In the records, take the lines from the one with "point: white curtain" through the last line, and give them again with "hillside slope" changed to "grassy hillside" and nothing else altered. Omit the pictures from your answer.
::::
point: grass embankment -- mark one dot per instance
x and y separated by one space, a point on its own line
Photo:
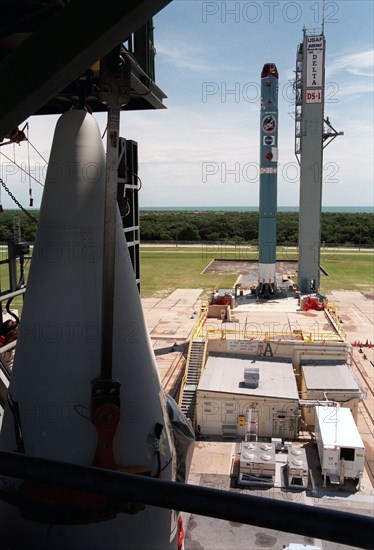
163 269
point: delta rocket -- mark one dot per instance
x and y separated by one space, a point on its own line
49 411
268 180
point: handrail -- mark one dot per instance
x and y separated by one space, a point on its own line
259 335
333 316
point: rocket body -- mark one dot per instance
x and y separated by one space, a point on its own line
268 179
58 356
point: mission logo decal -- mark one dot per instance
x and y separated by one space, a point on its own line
269 124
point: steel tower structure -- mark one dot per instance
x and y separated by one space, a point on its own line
311 131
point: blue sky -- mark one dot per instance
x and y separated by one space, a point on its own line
204 149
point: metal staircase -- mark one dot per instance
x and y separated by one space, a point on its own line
194 365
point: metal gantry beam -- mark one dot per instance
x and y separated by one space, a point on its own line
61 49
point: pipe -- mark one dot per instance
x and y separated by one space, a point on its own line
4 297
341 527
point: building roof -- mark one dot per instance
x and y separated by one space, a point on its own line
224 373
329 377
338 427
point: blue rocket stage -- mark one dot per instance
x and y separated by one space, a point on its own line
268 180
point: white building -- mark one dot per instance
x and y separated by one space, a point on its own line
228 407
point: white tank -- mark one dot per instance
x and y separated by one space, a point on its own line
58 354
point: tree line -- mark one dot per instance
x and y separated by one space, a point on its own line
240 227
219 227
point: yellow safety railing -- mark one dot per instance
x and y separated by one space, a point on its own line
196 333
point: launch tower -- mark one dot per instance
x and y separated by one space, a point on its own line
268 180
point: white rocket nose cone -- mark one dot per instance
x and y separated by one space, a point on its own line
60 326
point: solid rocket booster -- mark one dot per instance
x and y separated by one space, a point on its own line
58 357
268 179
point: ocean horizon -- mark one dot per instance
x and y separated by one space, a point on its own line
341 209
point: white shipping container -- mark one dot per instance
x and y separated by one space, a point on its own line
340 446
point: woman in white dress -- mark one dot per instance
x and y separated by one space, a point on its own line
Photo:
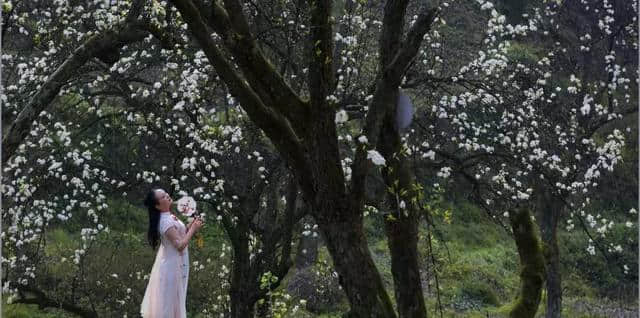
166 292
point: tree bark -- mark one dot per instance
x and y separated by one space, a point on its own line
550 209
402 228
94 46
531 263
358 274
243 282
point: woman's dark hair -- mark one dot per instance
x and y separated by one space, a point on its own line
154 218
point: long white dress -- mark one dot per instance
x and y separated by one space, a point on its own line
166 292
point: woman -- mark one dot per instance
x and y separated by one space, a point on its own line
166 292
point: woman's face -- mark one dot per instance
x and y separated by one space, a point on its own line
163 200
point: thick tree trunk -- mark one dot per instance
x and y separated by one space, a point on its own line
550 209
402 229
307 251
402 237
552 263
358 274
531 263
243 284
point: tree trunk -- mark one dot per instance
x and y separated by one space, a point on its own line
307 251
402 229
242 283
358 274
531 263
552 263
402 237
549 210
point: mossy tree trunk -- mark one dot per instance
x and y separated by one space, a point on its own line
304 130
402 228
549 211
532 272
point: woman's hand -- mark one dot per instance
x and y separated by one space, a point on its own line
196 224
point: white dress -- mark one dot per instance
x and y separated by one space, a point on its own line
166 292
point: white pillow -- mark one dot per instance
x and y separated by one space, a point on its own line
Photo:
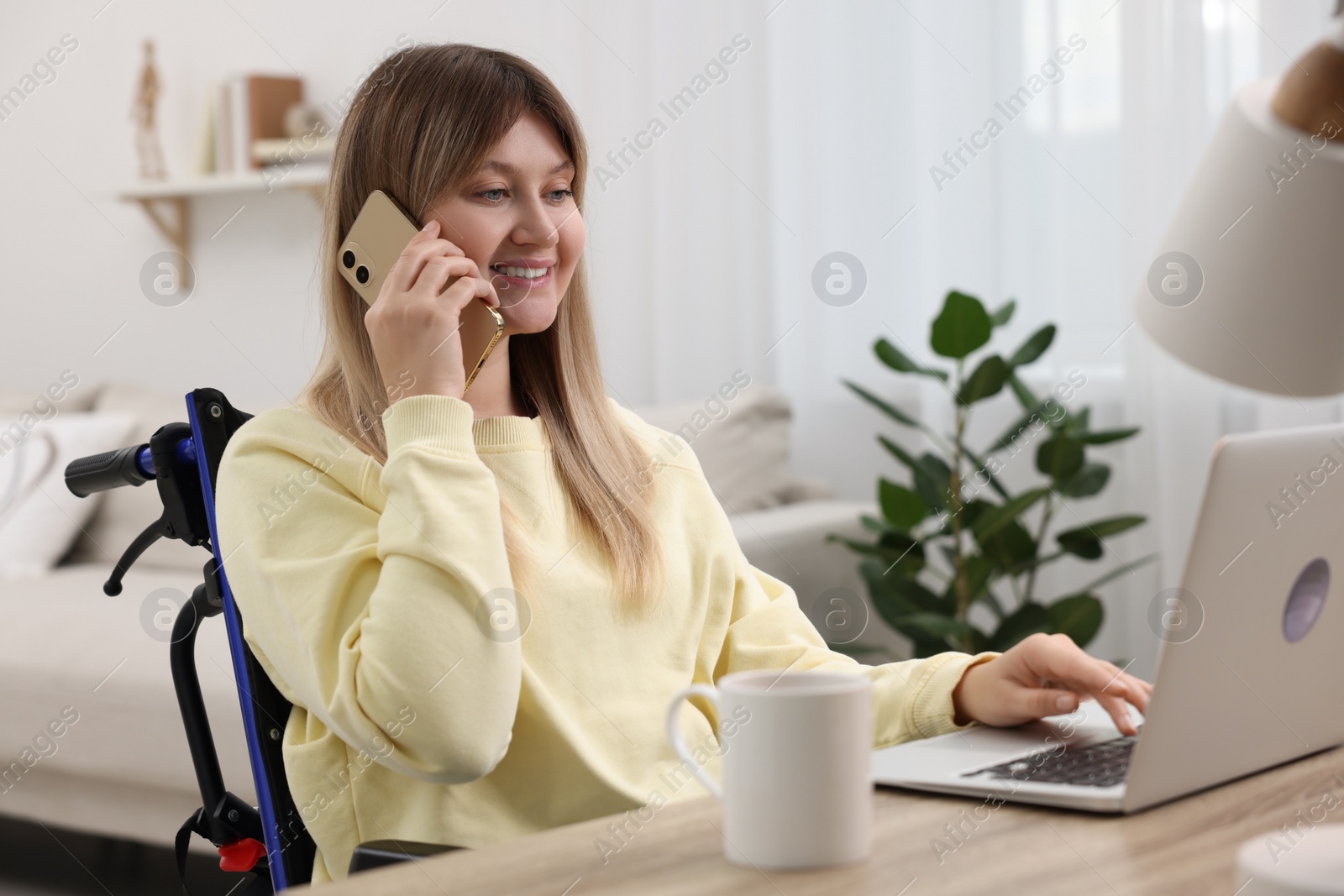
39 516
743 445
128 511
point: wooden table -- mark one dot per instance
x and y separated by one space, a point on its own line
1187 846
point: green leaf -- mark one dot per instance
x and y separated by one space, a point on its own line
1021 430
1025 621
988 379
1119 571
931 474
1034 347
1106 436
1025 396
933 483
995 517
1079 616
900 506
961 327
1088 481
895 595
1085 542
1010 547
890 410
978 579
900 362
1059 457
981 466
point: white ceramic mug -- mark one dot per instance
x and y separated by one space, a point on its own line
797 775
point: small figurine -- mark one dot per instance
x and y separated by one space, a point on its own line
143 113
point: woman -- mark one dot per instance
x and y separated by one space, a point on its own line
480 604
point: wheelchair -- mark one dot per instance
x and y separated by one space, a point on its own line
269 840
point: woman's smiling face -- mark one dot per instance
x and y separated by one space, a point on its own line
517 219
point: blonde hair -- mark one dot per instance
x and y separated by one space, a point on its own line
421 123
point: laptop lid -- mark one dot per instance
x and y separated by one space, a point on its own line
1252 663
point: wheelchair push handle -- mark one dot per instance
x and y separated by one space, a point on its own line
131 465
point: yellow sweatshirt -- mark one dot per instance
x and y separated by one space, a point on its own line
371 597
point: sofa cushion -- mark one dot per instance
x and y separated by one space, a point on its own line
743 445
74 396
69 645
39 516
127 511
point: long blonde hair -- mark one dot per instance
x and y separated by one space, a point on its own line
421 123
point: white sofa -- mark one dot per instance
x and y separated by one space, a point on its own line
123 768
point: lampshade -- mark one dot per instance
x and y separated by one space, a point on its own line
1247 284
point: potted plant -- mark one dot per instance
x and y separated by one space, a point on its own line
953 537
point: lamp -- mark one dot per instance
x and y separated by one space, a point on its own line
1247 282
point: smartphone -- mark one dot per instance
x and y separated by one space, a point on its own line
374 244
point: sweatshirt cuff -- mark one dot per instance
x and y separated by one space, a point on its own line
440 422
933 710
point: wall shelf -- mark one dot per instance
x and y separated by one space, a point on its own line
165 202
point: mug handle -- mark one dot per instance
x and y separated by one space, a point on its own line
710 694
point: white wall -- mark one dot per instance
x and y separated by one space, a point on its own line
822 139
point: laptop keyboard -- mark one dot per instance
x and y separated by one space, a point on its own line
1102 765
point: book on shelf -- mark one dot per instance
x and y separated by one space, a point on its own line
249 107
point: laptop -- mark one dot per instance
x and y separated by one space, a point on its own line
1250 658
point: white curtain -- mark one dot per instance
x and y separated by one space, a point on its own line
824 139
813 129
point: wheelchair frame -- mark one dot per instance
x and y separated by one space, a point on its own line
183 458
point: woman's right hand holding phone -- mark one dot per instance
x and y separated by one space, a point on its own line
413 324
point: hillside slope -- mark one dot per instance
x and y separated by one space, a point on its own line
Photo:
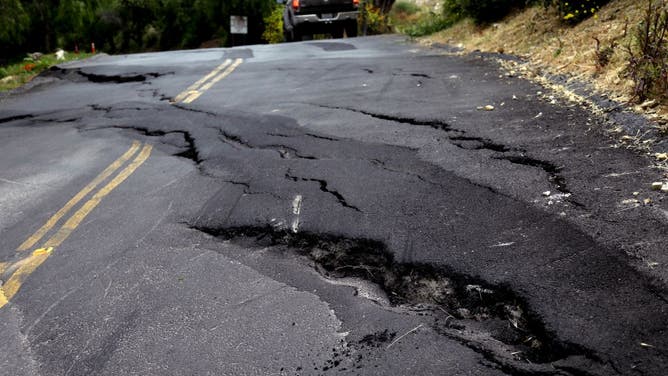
::::
Task response
point: white curtain -- mark one dot per instance
x and y separated by one space, a point on its own line
824 139
813 129
point: wheelchair frame -- mark one dot per instance
x and y separated by one space, a point on its own line
183 458
point: woman's right hand holding phone -- mark one dot per instance
x and y separated by one space, a point on its own line
413 324
point: grassy hillside -- mark one dot per instance
x and y separated by one space, a point on its own line
Photo:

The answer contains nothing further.